| AUFGABE 1 |
Was ist laut dem Textauszug die wirkliche Versuchung des Weitgereisten?

| TEXTAUSZUG |
▼

Je mehr wir von der Fremde erwarten, umso öfter werden wir enttäuscht

Sie haben etwas gemacht, was wir auf Reisen auch immer tun, nämlich zu vergleichen. Warum suchen wir im Fremden immer das Bekannte?
In jedem Vergleich schwingen der Wunsch nach Orientierung und, im Verborgenen, der Wunsch nach Sicherheit mit. Eigentlich brechen wir auf, um Abenteuer zu erleben und uns dabei neu zu erfahren. Trotzdem legen wir überall erst mal unsere eigenen Koordinaten an, um uns das Fremde vertrauter zu machen. Noch vor ein paar Jahrhunderten war das überlebenswichtig.
Aber ist das nicht auch eine Abwertung dessen, was man gerade sieht?
Der erste Kuss der Fremde wird in der Erinnerung stets der aufregendste bleiben. Doch die wirkliche Versuchung des Weitgereisten ist nicht das Vergleichen, sondern die Gleichgültigkeit. Ich war ein halbes Jahr auf der „MS Europa“ unterwegs; einige der Weltreisenden gingen gar nicht mehr von Bord, weil sie sich sagten: Ach, Singapur, da war ich schon dreimal, was sollte es dort noch zu entdecken geben?
Wie können wir uns das Erlebnis des Überwältigtseins erhalten?
Indem wir es auf immer neue Art suchen, an neuen Zielen, unter neuen Bedingungen, vielleicht auch mit anderen Reisegefährten. In Fernost erlebt man eben etwas völlig anderes als in Schwarzafrika, bei einem Tauchurlaub wird man von anderen Dingen überwältigt sein als beim Trekken. Zum Zweiten ist es auch Einstellungssache: Je mehr wir von der Fremde erwarten, desto öfter werden wir enttäuscht. Aber die Fremde ist eben genauso ambivalent, langweilig und bisweilen nervig wie die Heimat. Wenn wir der Fremde und den Fremden auch alle negativen Aspekte zugestehen und nicht beständig damit hadern, sind wir bereit für ganz andere Glücksmomente, als wir sie zu Hause erfahren.

Zuhausebleiben ist auch keine Alternative

Durch den Terror hat das Reisen, so Ihre These, seine Unschuld verloren. Aber war das Reisen nicht schon immer ein gefährliches Unterfangen?

▲

| AUFGABENMATERIAL |
▼

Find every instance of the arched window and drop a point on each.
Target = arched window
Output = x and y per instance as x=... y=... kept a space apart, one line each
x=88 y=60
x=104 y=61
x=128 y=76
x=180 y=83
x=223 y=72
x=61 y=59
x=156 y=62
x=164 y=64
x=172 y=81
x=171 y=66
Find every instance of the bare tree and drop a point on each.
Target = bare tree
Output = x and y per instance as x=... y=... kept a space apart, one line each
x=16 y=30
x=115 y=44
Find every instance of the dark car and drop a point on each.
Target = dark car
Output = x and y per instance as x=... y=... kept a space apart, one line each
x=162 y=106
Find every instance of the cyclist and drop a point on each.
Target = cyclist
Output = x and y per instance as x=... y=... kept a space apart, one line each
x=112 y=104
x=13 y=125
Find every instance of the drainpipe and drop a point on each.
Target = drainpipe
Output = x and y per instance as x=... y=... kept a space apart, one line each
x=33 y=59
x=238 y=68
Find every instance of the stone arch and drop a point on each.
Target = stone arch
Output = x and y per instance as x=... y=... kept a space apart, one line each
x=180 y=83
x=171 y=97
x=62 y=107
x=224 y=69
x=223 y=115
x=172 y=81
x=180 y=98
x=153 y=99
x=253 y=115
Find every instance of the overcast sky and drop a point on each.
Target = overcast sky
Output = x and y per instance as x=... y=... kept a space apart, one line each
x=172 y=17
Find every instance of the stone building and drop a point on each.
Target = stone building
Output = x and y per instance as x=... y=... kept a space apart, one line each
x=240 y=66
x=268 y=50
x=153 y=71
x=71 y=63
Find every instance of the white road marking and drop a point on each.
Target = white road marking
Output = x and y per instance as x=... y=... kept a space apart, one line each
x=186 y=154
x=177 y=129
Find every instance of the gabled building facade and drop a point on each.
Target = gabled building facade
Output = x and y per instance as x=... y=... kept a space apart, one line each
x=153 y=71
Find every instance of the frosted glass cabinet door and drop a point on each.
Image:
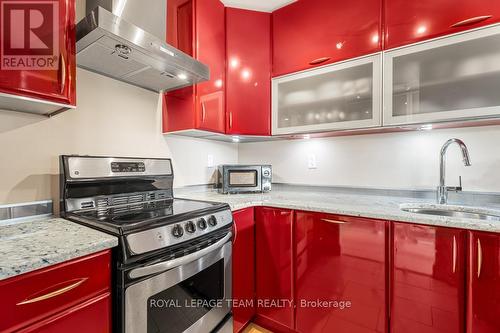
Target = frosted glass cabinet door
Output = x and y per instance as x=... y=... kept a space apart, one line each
x=451 y=78
x=346 y=95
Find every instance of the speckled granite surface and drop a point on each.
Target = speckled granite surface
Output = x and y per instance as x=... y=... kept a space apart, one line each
x=27 y=246
x=372 y=206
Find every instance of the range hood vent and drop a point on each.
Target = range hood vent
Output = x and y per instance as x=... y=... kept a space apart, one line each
x=110 y=45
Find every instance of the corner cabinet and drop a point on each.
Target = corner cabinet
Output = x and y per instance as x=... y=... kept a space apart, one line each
x=248 y=73
x=343 y=259
x=274 y=266
x=345 y=95
x=44 y=91
x=308 y=34
x=483 y=283
x=243 y=268
x=407 y=22
x=197 y=28
x=447 y=79
x=427 y=278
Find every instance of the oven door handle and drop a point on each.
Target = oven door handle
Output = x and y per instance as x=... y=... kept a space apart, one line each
x=166 y=265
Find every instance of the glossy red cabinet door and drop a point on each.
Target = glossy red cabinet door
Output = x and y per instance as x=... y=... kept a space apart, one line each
x=31 y=297
x=309 y=33
x=54 y=85
x=483 y=283
x=274 y=267
x=408 y=22
x=428 y=275
x=197 y=27
x=248 y=87
x=243 y=268
x=91 y=316
x=340 y=258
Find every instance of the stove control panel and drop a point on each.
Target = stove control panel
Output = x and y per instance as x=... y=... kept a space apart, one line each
x=157 y=238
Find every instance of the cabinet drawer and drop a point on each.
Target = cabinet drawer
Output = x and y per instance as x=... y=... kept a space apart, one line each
x=91 y=316
x=33 y=296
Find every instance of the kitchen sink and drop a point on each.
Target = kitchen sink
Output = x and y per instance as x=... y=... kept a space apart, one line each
x=454 y=211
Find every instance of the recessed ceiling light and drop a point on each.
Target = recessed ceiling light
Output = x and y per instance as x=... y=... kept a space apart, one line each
x=421 y=29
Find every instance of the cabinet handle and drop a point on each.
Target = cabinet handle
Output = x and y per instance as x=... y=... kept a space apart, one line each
x=63 y=74
x=479 y=258
x=53 y=293
x=203 y=112
x=333 y=221
x=319 y=61
x=454 y=254
x=471 y=21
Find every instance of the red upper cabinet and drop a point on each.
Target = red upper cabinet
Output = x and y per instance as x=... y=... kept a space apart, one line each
x=274 y=265
x=408 y=22
x=243 y=267
x=483 y=310
x=317 y=32
x=197 y=27
x=340 y=258
x=54 y=81
x=428 y=279
x=248 y=53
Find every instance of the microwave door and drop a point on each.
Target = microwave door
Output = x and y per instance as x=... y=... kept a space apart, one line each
x=243 y=180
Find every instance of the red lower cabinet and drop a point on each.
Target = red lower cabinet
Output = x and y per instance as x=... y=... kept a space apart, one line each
x=483 y=308
x=428 y=278
x=340 y=274
x=243 y=268
x=71 y=294
x=91 y=316
x=274 y=265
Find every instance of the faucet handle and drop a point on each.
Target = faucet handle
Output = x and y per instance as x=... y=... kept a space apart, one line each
x=456 y=188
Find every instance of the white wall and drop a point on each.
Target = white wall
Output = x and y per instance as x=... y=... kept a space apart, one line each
x=112 y=118
x=394 y=160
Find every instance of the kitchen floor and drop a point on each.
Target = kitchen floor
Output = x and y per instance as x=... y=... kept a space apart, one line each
x=252 y=328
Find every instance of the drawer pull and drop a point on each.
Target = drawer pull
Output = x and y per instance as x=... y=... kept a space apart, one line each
x=53 y=293
x=62 y=63
x=333 y=221
x=319 y=61
x=479 y=258
x=471 y=21
x=203 y=112
x=455 y=250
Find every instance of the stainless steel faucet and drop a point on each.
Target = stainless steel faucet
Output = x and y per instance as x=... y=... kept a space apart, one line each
x=442 y=190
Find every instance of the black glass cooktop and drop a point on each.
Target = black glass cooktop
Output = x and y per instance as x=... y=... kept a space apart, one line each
x=143 y=214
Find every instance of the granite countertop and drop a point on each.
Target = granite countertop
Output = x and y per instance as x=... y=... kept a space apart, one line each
x=27 y=246
x=370 y=206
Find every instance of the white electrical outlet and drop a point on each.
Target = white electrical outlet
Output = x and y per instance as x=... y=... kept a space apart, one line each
x=312 y=162
x=210 y=161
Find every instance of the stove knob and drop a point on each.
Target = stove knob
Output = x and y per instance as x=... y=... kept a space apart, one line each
x=212 y=221
x=202 y=223
x=190 y=227
x=177 y=231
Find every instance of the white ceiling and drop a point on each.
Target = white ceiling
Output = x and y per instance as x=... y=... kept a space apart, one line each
x=258 y=5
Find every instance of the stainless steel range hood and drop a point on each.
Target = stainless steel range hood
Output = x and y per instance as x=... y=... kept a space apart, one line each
x=125 y=40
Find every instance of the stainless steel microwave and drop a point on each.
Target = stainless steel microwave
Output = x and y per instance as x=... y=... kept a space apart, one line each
x=244 y=178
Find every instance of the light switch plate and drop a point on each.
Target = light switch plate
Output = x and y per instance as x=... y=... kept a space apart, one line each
x=210 y=161
x=312 y=162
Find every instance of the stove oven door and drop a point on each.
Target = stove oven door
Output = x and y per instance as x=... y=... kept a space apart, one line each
x=191 y=297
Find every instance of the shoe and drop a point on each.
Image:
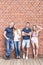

▲

| AUFGABE 2 |
Ersetze in den Datensätzen, beginnend mit der Zeile mit „Find every instance of the stainless steel faucet“ und endend mit der Zeile mit „x=442 y=190“, den Ausdruck „stainless steel faucet“ durch „chrome faucet“. Gib nur diese Zeilen wieder und lass alles andere unverändert.

| VOLLSTÄNDIGE AUSGABE 1 |
Die Gleichgültigkeit.

| VOLLSTÄNDIGE AUSGABE 2 |
Find every instance of the chrome faucet and drop a point on each.
Target = chrome faucet
Output = x and y per instance as x=... y=... kept a space apart, one line each
x=442 y=190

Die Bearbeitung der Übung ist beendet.